AIM.
Show every line of the listing below that contains the string "rear".

EXCERPTED DATA.

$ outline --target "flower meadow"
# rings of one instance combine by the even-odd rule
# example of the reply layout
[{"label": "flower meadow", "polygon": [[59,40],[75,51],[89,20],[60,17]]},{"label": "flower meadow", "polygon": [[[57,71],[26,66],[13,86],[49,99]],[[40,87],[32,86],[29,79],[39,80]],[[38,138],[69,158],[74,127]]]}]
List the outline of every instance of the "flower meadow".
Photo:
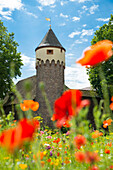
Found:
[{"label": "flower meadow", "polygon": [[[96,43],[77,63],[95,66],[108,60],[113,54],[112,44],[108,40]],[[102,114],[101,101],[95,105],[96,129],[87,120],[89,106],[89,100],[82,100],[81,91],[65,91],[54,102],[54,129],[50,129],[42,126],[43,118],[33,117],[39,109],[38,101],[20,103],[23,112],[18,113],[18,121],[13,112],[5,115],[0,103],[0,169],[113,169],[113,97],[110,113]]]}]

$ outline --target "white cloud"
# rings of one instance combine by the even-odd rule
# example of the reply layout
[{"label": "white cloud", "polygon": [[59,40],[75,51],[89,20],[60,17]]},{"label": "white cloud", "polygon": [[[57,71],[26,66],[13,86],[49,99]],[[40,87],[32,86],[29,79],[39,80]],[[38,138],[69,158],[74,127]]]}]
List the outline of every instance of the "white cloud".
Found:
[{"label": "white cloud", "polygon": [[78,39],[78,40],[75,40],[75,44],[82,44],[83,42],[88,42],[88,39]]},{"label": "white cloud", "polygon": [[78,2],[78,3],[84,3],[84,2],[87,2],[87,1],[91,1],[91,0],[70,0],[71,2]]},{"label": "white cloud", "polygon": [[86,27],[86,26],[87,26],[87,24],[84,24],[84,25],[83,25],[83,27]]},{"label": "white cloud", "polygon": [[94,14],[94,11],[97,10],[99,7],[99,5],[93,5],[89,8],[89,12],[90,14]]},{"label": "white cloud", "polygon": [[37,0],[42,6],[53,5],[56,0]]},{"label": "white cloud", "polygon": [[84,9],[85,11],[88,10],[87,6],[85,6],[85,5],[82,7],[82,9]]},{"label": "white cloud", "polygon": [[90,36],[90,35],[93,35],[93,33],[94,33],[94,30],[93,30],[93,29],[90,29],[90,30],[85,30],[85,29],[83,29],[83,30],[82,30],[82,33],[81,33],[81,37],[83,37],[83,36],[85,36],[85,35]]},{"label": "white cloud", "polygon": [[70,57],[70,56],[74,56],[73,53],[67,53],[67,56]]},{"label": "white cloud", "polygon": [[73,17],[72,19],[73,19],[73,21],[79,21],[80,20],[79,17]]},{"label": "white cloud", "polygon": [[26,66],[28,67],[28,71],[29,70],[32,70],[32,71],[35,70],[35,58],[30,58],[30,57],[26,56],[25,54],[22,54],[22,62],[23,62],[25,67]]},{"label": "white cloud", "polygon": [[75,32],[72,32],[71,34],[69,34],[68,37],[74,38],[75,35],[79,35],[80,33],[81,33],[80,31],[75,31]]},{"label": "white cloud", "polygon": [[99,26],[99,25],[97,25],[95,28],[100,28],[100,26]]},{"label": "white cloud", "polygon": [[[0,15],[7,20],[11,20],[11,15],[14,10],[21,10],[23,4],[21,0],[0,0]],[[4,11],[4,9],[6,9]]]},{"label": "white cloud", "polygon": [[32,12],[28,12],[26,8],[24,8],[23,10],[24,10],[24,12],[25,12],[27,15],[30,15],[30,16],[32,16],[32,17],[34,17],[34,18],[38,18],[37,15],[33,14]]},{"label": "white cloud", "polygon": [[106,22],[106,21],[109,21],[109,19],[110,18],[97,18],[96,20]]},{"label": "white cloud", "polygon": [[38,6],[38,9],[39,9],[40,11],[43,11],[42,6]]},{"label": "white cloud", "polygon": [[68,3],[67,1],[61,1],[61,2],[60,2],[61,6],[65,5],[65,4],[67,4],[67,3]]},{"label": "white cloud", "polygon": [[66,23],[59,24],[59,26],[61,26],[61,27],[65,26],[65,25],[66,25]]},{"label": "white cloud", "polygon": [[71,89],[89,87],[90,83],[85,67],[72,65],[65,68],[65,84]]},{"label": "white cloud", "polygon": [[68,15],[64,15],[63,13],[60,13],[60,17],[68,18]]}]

==

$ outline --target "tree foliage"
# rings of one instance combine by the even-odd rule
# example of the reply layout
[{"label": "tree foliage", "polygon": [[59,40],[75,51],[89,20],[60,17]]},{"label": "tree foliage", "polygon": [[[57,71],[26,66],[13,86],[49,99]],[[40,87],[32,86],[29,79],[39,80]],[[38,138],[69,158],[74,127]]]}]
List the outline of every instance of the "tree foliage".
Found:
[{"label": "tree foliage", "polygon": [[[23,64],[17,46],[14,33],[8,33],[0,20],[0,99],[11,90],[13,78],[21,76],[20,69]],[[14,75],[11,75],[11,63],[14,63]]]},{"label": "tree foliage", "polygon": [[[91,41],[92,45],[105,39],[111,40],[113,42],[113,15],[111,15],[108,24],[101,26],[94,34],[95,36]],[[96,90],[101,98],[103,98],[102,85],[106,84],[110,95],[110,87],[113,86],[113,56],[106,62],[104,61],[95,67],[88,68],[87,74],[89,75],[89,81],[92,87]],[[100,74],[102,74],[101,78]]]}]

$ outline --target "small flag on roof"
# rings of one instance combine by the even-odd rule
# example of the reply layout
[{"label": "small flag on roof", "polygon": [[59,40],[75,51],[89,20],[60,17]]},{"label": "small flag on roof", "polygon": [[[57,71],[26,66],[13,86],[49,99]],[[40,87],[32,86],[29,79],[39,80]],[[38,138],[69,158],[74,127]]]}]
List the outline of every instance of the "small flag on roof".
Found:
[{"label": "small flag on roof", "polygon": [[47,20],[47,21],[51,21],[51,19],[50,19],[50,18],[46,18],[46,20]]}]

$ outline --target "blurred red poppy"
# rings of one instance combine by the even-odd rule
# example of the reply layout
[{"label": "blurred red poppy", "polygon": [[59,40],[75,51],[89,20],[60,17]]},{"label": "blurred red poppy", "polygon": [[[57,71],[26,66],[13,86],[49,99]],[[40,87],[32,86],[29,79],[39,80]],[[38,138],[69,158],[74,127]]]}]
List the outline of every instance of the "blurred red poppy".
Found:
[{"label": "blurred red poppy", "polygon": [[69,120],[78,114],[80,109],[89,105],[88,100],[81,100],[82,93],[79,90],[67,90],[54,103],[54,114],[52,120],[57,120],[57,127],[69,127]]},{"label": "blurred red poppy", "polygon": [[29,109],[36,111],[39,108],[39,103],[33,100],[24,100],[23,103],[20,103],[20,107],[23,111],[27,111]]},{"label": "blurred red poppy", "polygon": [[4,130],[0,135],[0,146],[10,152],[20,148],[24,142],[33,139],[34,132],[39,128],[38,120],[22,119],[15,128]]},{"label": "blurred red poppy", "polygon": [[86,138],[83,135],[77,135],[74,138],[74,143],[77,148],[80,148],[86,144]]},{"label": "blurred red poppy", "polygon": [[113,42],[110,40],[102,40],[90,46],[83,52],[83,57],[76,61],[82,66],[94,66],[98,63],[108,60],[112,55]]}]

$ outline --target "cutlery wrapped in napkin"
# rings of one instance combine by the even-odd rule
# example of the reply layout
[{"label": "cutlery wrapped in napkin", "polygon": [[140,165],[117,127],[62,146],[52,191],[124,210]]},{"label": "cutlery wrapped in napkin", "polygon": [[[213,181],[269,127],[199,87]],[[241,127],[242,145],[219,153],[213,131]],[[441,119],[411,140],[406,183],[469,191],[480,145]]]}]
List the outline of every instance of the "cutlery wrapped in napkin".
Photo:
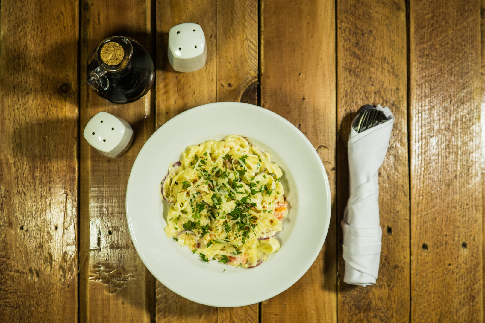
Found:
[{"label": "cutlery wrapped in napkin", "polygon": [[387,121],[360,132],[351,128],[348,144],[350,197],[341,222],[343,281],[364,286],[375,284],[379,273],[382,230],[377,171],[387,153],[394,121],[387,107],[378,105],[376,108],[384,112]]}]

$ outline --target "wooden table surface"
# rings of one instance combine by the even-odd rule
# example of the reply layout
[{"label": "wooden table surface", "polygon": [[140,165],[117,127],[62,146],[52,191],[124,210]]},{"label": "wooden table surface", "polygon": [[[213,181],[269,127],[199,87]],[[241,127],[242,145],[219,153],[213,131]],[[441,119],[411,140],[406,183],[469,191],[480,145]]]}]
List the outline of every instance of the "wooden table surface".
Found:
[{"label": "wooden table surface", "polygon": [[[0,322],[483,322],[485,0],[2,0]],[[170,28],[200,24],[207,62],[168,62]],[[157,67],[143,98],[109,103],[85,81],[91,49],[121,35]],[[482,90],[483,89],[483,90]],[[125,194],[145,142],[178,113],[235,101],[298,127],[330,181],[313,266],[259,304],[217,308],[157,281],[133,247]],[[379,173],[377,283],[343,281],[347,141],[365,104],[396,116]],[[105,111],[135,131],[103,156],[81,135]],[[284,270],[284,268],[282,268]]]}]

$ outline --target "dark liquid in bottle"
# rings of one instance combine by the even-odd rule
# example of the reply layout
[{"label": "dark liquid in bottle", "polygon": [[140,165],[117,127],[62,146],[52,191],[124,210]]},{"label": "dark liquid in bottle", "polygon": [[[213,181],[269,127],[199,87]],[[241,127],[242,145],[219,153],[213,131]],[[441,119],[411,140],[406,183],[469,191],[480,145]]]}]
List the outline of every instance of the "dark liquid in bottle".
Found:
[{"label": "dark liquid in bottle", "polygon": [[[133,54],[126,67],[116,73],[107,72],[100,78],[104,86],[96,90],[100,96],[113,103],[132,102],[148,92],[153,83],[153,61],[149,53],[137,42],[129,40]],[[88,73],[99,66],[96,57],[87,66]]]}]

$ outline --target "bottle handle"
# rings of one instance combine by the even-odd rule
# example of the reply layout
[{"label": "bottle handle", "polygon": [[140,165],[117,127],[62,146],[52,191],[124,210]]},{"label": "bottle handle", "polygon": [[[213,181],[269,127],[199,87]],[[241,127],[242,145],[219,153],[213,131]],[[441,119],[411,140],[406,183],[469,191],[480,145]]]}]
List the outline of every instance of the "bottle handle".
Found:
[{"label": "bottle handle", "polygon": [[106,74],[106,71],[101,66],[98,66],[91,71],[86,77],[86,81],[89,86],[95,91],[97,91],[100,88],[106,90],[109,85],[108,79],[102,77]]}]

...

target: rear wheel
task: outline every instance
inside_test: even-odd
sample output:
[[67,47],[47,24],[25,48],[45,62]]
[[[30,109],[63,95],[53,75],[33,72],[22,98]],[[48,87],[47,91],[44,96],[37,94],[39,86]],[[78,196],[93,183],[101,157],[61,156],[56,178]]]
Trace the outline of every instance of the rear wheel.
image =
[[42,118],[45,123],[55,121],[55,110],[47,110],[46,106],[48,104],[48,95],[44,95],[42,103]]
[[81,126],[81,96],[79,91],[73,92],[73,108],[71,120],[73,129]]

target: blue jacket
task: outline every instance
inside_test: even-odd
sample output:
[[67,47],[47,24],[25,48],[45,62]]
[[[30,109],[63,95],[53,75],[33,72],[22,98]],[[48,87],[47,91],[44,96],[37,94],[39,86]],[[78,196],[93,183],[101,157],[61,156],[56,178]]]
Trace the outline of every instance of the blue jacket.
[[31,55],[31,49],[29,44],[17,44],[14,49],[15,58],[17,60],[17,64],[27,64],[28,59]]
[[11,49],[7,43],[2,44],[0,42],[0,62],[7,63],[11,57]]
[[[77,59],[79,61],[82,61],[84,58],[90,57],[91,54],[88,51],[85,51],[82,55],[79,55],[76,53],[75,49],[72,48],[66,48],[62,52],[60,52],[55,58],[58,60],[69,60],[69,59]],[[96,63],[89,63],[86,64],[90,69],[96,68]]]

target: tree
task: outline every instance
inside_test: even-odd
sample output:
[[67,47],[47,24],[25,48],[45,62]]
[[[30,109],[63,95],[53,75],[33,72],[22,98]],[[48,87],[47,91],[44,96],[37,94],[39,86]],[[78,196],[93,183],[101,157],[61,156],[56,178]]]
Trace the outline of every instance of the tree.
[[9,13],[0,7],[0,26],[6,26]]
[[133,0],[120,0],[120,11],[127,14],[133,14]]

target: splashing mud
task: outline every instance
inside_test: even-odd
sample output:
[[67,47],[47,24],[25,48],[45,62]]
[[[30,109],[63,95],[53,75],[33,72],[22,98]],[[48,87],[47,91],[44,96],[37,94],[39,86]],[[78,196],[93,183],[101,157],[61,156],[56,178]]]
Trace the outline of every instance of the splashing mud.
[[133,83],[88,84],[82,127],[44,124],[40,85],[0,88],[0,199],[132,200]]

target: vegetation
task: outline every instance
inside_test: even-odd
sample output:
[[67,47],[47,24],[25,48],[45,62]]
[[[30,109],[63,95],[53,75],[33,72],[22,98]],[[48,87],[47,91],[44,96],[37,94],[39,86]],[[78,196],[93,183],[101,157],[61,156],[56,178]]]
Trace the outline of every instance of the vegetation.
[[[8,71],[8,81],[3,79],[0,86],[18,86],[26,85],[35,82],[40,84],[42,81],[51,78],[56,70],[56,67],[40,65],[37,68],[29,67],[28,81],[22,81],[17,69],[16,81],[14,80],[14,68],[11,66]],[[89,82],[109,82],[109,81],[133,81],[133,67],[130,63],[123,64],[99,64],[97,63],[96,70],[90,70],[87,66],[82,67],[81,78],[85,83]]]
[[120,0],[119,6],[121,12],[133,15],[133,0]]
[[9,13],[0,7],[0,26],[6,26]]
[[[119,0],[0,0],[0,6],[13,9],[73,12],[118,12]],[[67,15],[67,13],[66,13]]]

ANSWER TO THIS PROBLEM.
target: rear wheel
Trace the outline of every instance of the rear wheel.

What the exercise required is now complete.